**DESCRIPTION OF THE TASK:**
Starting with the line containing "73, row 104." and going on through the line containing "column 269, row 41", write out the records again with "charred" renamed to "scorched" and everything else left unchanged.

Point placement records:

# # #

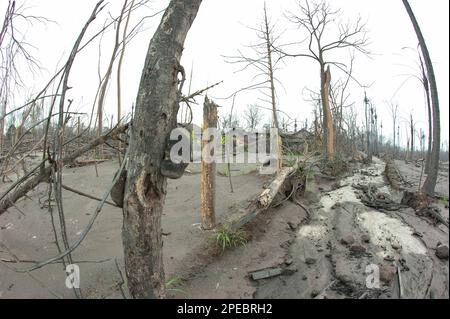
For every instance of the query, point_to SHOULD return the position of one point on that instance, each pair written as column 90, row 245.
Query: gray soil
column 323, row 256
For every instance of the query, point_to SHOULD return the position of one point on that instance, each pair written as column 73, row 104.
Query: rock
column 347, row 240
column 365, row 238
column 337, row 205
column 357, row 249
column 442, row 252
column 387, row 273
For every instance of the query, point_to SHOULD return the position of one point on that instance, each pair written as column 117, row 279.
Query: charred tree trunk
column 328, row 130
column 208, row 181
column 157, row 105
column 430, row 182
column 269, row 41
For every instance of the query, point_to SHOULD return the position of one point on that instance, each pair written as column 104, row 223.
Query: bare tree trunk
column 208, row 180
column 328, row 130
column 426, row 86
column 412, row 137
column 272, row 87
column 430, row 182
column 157, row 106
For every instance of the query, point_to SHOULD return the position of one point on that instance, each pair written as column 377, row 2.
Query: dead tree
column 266, row 61
column 430, row 182
column 14, row 51
column 394, row 112
column 208, row 178
column 157, row 106
column 316, row 18
column 253, row 116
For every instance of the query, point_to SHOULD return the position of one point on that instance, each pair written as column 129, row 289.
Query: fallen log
column 10, row 197
column 267, row 197
column 242, row 215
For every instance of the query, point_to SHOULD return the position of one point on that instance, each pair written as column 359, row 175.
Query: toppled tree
column 157, row 106
column 430, row 182
column 316, row 18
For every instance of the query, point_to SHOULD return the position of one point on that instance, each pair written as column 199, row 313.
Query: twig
column 70, row 189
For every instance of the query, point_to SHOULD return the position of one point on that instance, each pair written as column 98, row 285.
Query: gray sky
column 220, row 29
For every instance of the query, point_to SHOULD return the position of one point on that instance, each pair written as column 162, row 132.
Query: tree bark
column 430, row 182
column 157, row 106
column 328, row 130
column 208, row 179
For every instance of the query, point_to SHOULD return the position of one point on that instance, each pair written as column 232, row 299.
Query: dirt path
column 332, row 252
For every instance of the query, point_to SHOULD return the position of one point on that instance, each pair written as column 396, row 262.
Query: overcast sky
column 221, row 30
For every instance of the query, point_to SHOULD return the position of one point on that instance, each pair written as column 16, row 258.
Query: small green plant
column 174, row 284
column 226, row 238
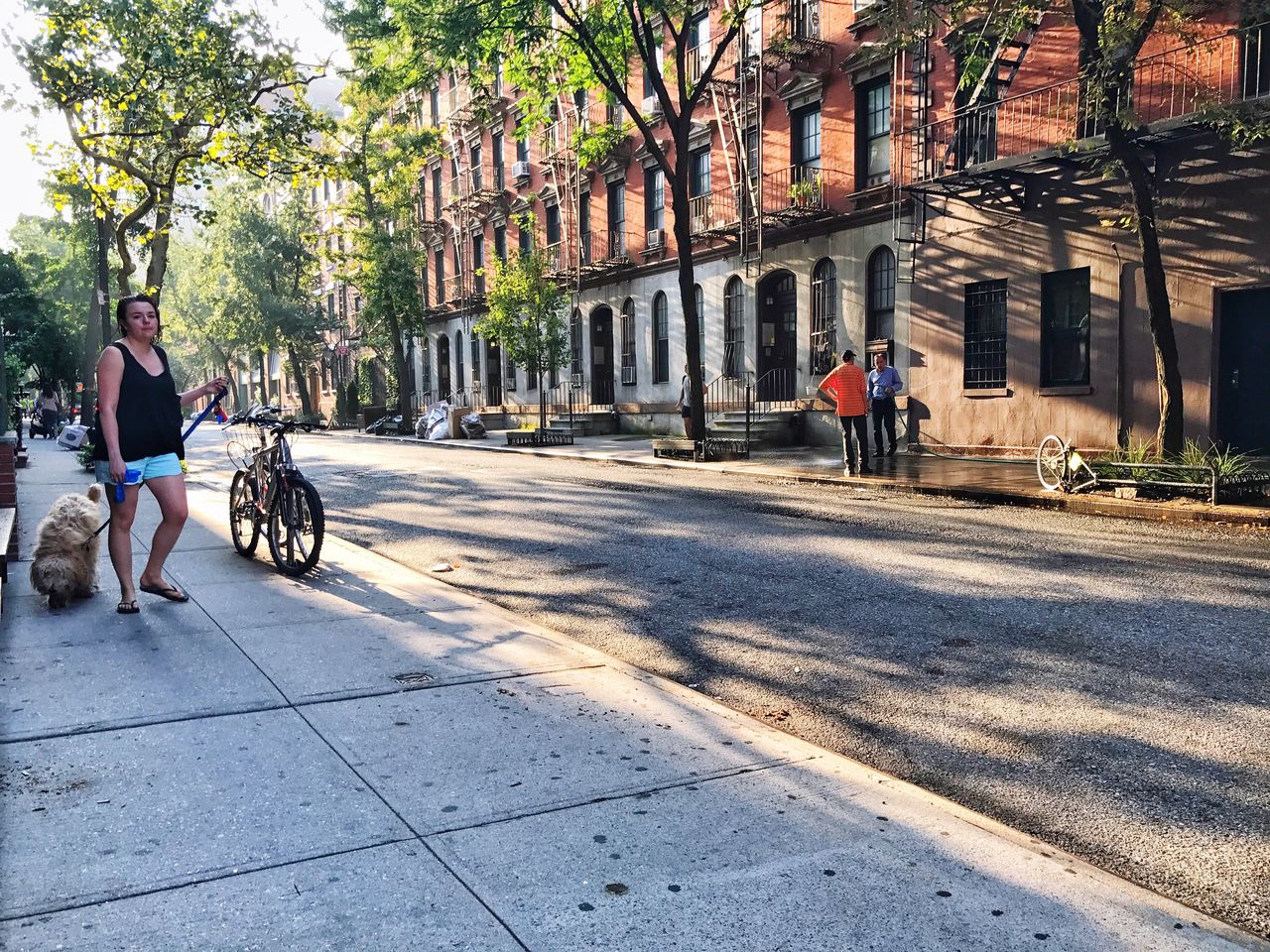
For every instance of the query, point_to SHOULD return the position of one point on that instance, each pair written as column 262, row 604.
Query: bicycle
column 268, row 492
column 1061, row 467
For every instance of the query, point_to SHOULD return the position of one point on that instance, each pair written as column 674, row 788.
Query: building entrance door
column 444, row 390
column 778, row 336
column 1243, row 385
column 602, row 357
column 493, row 373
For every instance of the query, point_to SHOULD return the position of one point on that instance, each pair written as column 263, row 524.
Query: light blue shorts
column 149, row 466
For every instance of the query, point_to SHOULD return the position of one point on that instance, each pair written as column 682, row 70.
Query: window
column 616, row 218
column 698, row 173
column 584, row 226
column 1065, row 327
column 880, row 296
column 984, row 335
column 806, row 139
column 825, row 316
column 627, row 341
column 661, row 339
column 479, row 263
column 734, row 329
column 575, row 345
column 458, row 361
column 553, row 225
column 698, row 302
column 654, row 199
column 873, row 134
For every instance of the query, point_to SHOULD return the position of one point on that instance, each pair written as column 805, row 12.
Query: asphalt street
column 1097, row 683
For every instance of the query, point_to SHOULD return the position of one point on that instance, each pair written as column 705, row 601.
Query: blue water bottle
column 131, row 477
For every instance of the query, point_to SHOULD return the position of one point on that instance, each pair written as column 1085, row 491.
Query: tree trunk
column 158, row 267
column 1167, row 373
column 680, row 207
column 298, row 371
column 264, row 380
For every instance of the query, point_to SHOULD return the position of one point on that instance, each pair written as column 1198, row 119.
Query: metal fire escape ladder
column 994, row 80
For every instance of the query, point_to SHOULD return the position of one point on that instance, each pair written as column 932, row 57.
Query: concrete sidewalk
column 368, row 760
column 1000, row 481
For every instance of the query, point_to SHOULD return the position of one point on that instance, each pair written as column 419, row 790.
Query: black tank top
column 149, row 412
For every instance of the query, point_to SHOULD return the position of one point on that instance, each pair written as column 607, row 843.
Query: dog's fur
column 64, row 563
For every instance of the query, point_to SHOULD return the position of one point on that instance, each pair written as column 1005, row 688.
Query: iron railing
column 1176, row 84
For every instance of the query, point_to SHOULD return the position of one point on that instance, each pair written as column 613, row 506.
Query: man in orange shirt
column 847, row 390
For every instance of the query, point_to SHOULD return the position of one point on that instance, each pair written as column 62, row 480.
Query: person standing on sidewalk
column 139, row 421
column 846, row 388
column 884, row 382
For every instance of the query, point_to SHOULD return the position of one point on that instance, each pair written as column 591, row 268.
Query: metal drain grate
column 412, row 676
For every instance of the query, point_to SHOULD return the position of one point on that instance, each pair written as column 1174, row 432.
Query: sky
column 21, row 173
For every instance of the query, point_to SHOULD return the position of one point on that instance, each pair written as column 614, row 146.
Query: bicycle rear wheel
column 1052, row 462
column 244, row 517
column 296, row 526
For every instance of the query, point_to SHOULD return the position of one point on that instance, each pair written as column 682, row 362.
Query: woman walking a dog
column 139, row 440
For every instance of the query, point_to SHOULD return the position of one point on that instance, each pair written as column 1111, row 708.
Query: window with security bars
column 984, row 335
column 629, row 341
column 734, row 329
column 825, row 315
column 661, row 339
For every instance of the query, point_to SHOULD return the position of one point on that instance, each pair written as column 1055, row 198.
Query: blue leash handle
column 202, row 416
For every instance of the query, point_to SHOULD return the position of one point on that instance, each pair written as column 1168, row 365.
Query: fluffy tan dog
column 64, row 565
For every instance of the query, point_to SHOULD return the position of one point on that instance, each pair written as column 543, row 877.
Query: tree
column 249, row 284
column 589, row 44
column 527, row 317
column 1111, row 37
column 382, row 159
column 160, row 94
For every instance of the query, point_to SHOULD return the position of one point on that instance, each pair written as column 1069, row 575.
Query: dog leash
column 183, row 438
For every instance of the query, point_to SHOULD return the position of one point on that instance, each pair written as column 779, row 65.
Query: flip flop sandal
column 169, row 592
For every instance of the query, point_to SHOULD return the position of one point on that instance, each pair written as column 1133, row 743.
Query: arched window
column 734, row 327
column 458, row 362
column 661, row 339
column 698, row 301
column 825, row 315
column 880, row 301
column 575, row 347
column 627, row 341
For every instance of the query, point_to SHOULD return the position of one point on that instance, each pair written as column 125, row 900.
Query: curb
column 1243, row 517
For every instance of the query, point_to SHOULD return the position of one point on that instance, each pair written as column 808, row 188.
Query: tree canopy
column 162, row 95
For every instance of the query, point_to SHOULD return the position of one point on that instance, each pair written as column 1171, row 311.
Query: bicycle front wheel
column 244, row 517
column 296, row 527
column 1052, row 462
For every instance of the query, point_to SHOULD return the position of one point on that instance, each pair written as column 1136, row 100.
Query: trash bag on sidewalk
column 72, row 436
column 471, row 426
column 434, row 424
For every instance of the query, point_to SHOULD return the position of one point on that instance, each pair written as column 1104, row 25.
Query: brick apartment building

# # #

**WORKED SOLUTION:**
For every instance of the query, point_to SHOULD return the position of one point on that instance, each pair written as column 73, row 104.
Query: rock
column 347, row 240
column 365, row 238
column 337, row 205
column 357, row 249
column 442, row 252
column 387, row 273
For every instance of the query, point_to SHOULD return the position of one point on that instance, each pair written as column 117, row 279.
Query: scorched tree trunk
column 328, row 130
column 208, row 181
column 157, row 105
column 430, row 182
column 269, row 41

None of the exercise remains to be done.